ASSIGNMENT A: In the article on ransomware prevention, what does Alexander Volynkin call the single most effective deterrent?
ASSIGNMENT B: Write a continuation of the ransomware prevention article below, starting after its last sentence.

PAGE TEXT:
In the wake of WannaCry infecting more than a quarter-million computers last month, a Carnegie Mellon University research scientist is offering tips and best practices for preventing and mitigating ransomware attacks.

The single most effective deterrent is to regularly back up and then verify your system, according to Alexander Volynkin, senior research scientist at the university’s Software Engineering Institute (SEI) CERT Division.

Backups should be stored on a separate system that cannot be accessed from a network, and they should be updated regularly to ensure the system can be effectively restored after an attack, he wrote in a blog post this week.

Though ransomware has been around in some form since the late 80s, more recent attacks have not only encrypted data files but also Windows system restore points and shadow copies that could be used to partially restore data.

Other effective prevention strategies include educating employees, given that ransomware often infects a system through email attachments, downloads and web browsing; restricting code execution; restricting administrative and system access; and maintaining and updating software, particularly security and anti-malware software.

System Level Prevention

While it’s impossible to completely block ransomware at its two most common points of entry — email and websites – steps can be taken at the system level t0 reduce the risk of ransomware attacks, according to Volynkin.

For email, he recommends the following practices:

  • Robust filtering – Ensure that employees receive fewer emails that contain spam or potentially malicious attacks
  • Blocking attachments – Prohibit certain kinds of attachments over email, including direct executables (e.g. .exe or .js), Microsoft Office files containing macros, and zip files that are executable or contain executable files
  • Reviewing permission-related practices – Removing local administrative rights, restricting user write capabilities, preventing execution from user directories, whitelisting applications, and limiting access to network storage or shares

At the Network Level

Preventing and mitigating the spread of ransomware has proved more difficult at the network level, Volynkin said, but firewalls that implement whitelisting or robust blacklisting will lessen the likelihood of successful web-based malware downloads.

DATA SUPPLIED:
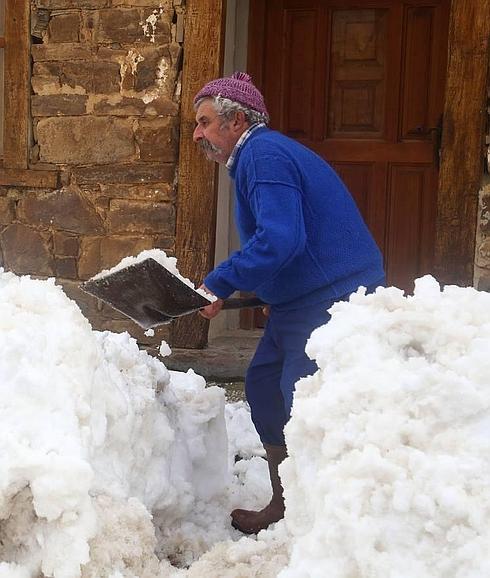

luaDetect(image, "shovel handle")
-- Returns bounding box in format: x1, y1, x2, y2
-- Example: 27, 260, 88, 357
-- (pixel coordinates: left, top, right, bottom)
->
222, 297, 267, 309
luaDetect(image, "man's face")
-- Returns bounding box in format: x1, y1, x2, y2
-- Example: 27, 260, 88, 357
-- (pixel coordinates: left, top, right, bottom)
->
192, 99, 247, 164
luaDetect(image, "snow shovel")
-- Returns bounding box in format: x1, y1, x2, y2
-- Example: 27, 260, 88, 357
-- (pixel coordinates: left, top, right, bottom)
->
81, 258, 265, 329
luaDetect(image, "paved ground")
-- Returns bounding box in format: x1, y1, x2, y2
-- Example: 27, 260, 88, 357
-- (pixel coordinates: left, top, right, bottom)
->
164, 331, 262, 383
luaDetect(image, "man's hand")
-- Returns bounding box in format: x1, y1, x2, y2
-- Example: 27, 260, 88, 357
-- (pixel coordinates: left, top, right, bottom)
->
199, 285, 223, 319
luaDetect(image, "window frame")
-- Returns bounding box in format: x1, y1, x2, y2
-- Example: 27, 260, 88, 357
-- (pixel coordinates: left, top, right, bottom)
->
0, 0, 58, 188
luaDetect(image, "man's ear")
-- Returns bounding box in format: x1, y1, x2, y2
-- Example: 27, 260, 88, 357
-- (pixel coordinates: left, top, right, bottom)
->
233, 110, 248, 132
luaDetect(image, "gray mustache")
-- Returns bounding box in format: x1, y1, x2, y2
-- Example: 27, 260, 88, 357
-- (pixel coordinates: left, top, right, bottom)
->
199, 138, 220, 153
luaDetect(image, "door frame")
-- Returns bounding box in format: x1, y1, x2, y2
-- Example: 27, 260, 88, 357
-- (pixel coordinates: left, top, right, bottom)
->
175, 0, 490, 348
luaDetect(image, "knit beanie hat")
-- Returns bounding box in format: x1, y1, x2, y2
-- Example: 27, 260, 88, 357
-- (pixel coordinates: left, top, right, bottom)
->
194, 72, 268, 114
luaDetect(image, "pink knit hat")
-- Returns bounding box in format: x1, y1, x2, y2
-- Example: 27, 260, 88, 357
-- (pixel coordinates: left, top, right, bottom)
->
194, 72, 268, 114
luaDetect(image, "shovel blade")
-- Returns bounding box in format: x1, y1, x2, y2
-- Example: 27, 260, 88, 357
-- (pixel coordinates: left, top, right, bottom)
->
81, 258, 210, 329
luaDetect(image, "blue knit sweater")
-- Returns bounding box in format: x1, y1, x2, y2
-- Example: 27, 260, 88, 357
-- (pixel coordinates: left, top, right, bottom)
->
204, 128, 384, 309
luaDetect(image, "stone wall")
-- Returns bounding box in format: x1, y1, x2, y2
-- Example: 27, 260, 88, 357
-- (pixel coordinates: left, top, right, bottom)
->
474, 87, 490, 291
0, 0, 184, 343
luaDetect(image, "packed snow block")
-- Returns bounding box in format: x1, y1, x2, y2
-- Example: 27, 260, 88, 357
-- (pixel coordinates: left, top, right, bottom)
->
279, 277, 490, 578
0, 270, 228, 578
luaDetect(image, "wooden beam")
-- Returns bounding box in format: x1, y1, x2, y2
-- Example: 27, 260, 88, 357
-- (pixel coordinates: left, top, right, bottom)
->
434, 0, 490, 285
170, 0, 225, 349
3, 0, 31, 169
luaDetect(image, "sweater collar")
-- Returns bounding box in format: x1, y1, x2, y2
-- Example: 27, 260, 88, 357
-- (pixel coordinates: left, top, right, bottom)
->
226, 122, 265, 173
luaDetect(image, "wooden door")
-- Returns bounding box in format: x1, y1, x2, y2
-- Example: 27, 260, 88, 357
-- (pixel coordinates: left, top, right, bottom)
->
248, 0, 450, 292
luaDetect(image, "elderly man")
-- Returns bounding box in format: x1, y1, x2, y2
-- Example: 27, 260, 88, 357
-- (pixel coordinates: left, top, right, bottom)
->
194, 73, 384, 534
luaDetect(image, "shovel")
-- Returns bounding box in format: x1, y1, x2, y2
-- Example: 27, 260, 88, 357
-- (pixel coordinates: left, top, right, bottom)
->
81, 258, 265, 329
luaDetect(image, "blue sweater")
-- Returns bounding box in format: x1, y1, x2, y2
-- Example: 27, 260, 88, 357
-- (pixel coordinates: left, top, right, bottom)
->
204, 128, 384, 309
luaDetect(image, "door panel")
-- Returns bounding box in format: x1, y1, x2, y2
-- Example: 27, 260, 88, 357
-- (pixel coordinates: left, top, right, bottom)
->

OUTPUT A: Regularly backing up and then verifying your system.

OUTPUT B:
Firewalls should limit or completely block remote desktop protocol (RDP) and other remote management services, he said.

Once an internal host has been infected, preventing further spread can be even more difficult, he said. The single most effective method is to disconnect the system as soon as possible, including wired connections, Wi-Fi and Bluetooth. Automatic backups should also be disabled.

If An Attack Occurs

If you believe you’ve been the victim of a ransomware attack, Volynkin recommends taking the following steps:

  • Take a snapshot of your system – If at all possible, capture a snapshot of the system memory before shutting it down, which will help later in locating the ransomware’s attack vector
  • Identify the attack vector – Recall all emails suspected of carrying the attack to prevent further spread
  • Block network access – Shut off access to any identified command-and-control servers used by the ransomware
  • Notify authorities – Considering allowing law enforcement to help with the investigation, but know that doing so can increase the risk that data may never be recovered

The number of ransomware attacks is likely to grow, fueled by easier access and greater financial payoff, Volynkin predicts. Larger organizations in government, education and healthcare will be prime targets.

With the level of encryption in ransomware fast approaching the level of encryption in commercial security products, he said, employing these practices is the best way for organizations to shield themselves from the attacks.